*Aim of the exercise*
Copy the following lines word for word, leaving out the pictures.

# Start of Records supplied

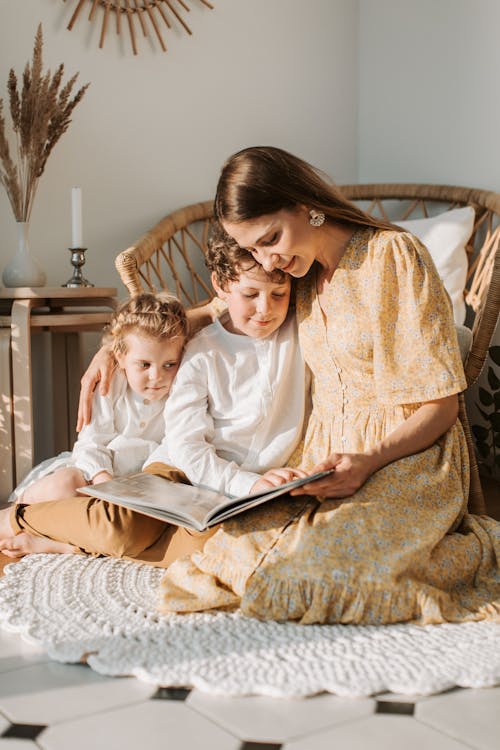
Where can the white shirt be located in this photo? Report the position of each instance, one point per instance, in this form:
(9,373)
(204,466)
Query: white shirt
(124,430)
(236,408)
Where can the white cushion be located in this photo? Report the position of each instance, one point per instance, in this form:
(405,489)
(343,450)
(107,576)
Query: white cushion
(445,236)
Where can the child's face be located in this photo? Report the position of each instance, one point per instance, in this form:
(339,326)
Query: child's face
(257,305)
(150,364)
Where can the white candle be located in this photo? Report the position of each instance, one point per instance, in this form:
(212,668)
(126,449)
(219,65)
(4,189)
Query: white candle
(76,217)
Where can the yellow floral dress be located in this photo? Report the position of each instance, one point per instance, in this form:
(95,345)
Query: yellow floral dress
(403,548)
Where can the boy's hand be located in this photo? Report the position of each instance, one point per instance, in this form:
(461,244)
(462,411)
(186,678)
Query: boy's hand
(275,478)
(100,370)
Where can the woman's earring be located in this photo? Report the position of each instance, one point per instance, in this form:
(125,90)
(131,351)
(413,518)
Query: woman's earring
(317,218)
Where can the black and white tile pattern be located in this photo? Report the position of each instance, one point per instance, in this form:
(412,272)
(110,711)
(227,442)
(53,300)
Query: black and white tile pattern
(45,705)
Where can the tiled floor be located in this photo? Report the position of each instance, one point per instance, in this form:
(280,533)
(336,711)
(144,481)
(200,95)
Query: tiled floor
(54,706)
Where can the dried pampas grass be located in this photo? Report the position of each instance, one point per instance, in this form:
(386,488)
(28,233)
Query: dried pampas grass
(40,113)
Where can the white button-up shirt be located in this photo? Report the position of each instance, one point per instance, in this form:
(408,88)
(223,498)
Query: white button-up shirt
(236,408)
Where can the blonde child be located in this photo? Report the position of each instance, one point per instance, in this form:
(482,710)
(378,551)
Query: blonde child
(146,335)
(236,418)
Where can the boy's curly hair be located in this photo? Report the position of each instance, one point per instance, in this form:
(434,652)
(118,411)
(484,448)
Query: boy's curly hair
(157,315)
(227,260)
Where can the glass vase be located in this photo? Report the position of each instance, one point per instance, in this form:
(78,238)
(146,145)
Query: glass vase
(23,269)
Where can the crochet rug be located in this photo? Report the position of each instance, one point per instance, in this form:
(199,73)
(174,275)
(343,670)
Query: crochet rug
(104,611)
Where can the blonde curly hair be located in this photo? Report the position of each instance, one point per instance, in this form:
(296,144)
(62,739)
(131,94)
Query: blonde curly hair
(159,316)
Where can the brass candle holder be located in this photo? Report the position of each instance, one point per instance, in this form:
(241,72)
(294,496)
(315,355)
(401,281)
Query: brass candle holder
(77,261)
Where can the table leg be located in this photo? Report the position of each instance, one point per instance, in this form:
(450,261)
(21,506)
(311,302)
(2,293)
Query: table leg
(6,437)
(21,386)
(66,374)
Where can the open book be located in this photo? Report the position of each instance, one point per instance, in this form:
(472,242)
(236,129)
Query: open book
(182,504)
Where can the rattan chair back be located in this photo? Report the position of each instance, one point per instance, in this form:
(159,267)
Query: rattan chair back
(171,255)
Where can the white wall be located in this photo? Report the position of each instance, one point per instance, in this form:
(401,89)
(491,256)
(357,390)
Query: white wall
(153,130)
(429,109)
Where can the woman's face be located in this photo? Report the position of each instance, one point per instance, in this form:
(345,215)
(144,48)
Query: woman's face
(282,240)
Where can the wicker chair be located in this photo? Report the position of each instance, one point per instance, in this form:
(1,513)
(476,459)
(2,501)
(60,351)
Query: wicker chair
(170,255)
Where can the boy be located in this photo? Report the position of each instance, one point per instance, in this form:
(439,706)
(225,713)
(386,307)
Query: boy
(246,417)
(237,406)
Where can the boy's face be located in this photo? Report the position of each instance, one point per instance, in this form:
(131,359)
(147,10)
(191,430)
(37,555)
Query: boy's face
(257,305)
(150,364)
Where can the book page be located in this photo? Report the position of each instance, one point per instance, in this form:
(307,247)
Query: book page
(169,500)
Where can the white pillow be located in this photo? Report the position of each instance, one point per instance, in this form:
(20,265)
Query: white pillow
(445,237)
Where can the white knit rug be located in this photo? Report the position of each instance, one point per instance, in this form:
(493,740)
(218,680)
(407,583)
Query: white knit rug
(104,610)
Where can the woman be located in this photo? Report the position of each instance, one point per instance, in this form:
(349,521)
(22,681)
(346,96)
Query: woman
(386,537)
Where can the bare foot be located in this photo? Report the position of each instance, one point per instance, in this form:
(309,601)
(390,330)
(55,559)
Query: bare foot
(26,544)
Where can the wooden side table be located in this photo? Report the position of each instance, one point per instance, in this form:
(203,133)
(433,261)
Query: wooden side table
(65,312)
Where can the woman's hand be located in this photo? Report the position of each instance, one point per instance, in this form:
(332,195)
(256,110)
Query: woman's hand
(103,476)
(351,470)
(418,432)
(100,370)
(275,478)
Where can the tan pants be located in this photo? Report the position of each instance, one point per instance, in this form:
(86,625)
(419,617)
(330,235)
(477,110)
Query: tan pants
(97,527)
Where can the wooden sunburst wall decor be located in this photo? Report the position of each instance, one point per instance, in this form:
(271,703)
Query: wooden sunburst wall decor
(146,16)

# End of Records supplied

*Solution to the exercise*
Where can the white shirt be located in this photo? Report the position of each instance, one point per instance, in this form:
(9,373)
(204,466)
Query: white shirt
(124,430)
(236,408)
Where can the white cushion be located in this photo? Report the position of each instance, one point per instance, in this form:
(405,489)
(343,450)
(107,576)
Query: white cushion
(445,236)
Where can the child's face be located in this photo? Report the position of each instance, one point per instance, in this form:
(339,326)
Query: child's face
(257,305)
(150,364)
Where can the white candle be located in this photo? Report the position of each instance, one point per instance, in this form:
(212,668)
(126,449)
(219,65)
(4,189)
Query: white candle
(76,217)
Where can the yellow floral dress be located in this photo? Report the position of each instance, one point per instance, in this form:
(95,345)
Query: yellow floral dress
(403,548)
Where can the boy's hand be located in this photo? Report the position of each instance, one point per instance, in this form:
(461,244)
(462,411)
(186,678)
Query: boy's hand
(275,478)
(100,370)
Where can the woman's earring be located in this photo? Report the position of each instance, one point per instance, in this form:
(125,90)
(131,351)
(413,518)
Query: woman's earring
(317,218)
Where can the black and white tile pattern be located in this photo? Report the position of each instance, one point per instance, in this form:
(412,272)
(110,711)
(227,442)
(53,300)
Query: black and white tile pattern
(45,705)
Where can the tiled floor be located in this photo? Report the position of each instance, one point per instance, in this form:
(280,533)
(336,711)
(144,481)
(200,95)
Query: tiled floor
(54,706)
Where can the dried pampas grass be located in this photo? Report the position of each instance, one point per instance, in this form:
(386,488)
(28,233)
Query: dried pampas grass
(40,113)
Where can the white button-up shirt be located in this photo? Report the position of each instance, one point per instance, in this form:
(408,88)
(223,498)
Query: white button-up shirt
(236,408)
Where can the blonde child be located in this photo? Report the position of each instance, one point per instance, in this form:
(482,710)
(378,551)
Query: blonde child
(146,335)
(236,418)
Where can the boy's curly hair be located in this photo? Report the position of each instance, one point per instance, in this form:
(434,652)
(118,411)
(484,448)
Query: boy's curly hair
(157,315)
(227,260)
Where can the glass vase be located in this photo? Report the position of each instance, one point per instance, in this form:
(78,238)
(146,145)
Query: glass vase
(23,269)
Where can the crochet rug be located in this photo? Report the position of each instance, one point per instance, in this form:
(199,73)
(174,275)
(343,670)
Query: crochet rug
(104,611)
Where can the blonde curly hair be located in this photo? Report the position of each instance, one point per instance, in this form:
(296,144)
(62,739)
(131,94)
Query: blonde curly hair
(159,316)
Where can the brass candle holder be located in this photo? Report the position of each instance, one point per instance, in this form:
(241,72)
(294,496)
(315,355)
(401,281)
Query: brass candle holder
(77,261)
Where can the table leg be located in this photo? Report the position of each instance, one point per instance, in this form:
(450,261)
(21,506)
(311,302)
(2,293)
Query: table leg
(6,437)
(21,386)
(66,374)
Where can the open book be located in this photo? Report the position of each instance, one point per instance, in this form:
(472,242)
(236,129)
Query: open book
(182,504)
Where can the rattan chair back be located in this photo? Report the position of each instance, one point per instance, in this form:
(159,267)
Query: rattan chair back
(171,255)
Where can the white wall be located in this photo? Report the position of each instance, one point per instance, in this form:
(401,89)
(491,256)
(357,390)
Query: white wall
(153,130)
(429,109)
Where can the woman's face be located in this photo? Report the position of each instance, one point per instance, in this form:
(345,215)
(144,48)
Query: woman's face
(282,240)
Where can the wicker chair be located in this photo? Report the position of each instance, one point per instance, in this form:
(1,513)
(476,459)
(2,501)
(60,351)
Query: wicker chair
(170,255)
Where can the boy be located in this photo? Report the position of each instance, one point per instance, in this form:
(439,706)
(225,713)
(386,307)
Query: boy
(246,417)
(237,406)
Where can the boy's face be located in this photo? Report the position of each instance, one point per instance, in this form:
(131,359)
(147,10)
(191,430)
(37,555)
Query: boy's face
(257,305)
(150,364)
Where can the book page be located in this photo? Report the position of each instance, one point per instance, in this form:
(307,247)
Query: book page
(169,500)
Where can the white pillow be located in this photo? Report the position of each instance, one point per instance, in this form:
(20,265)
Query: white pillow
(445,237)
Where can the white knit rug be located in this photo? Report the position of each instance, one point per instance, in this form:
(493,740)
(218,680)
(407,583)
Query: white knit rug
(104,610)
Where can the woman be located in this photo? Report the position of each instance, one point per instance, in this form:
(349,521)
(22,681)
(346,96)
Query: woman
(386,537)
Where can the bare foot be located in this photo? Report the position of each instance, one point per instance, in this form:
(309,601)
(390,330)
(55,559)
Query: bare foot
(26,544)
Where can the wooden side table be located in this photo? Report the position of each instance, one point per instance, in this form:
(203,133)
(433,261)
Query: wooden side table
(65,312)
Where can the woman's hand be located in this photo? Report the position of each instance, one point per instance, in this form:
(332,195)
(256,110)
Query: woman's hand
(103,476)
(351,470)
(418,432)
(100,370)
(275,478)
Where can the tan pants be located in this photo? Report the position of each instance, one point per instance, in this form:
(86,625)
(419,617)
(330,235)
(477,110)
Query: tan pants
(97,527)
Where can the wooden sunburst wall decor be located in this photo? Report the position of each instance, one point per instance, in this form:
(271,703)
Query: wooden sunburst wall decor
(146,16)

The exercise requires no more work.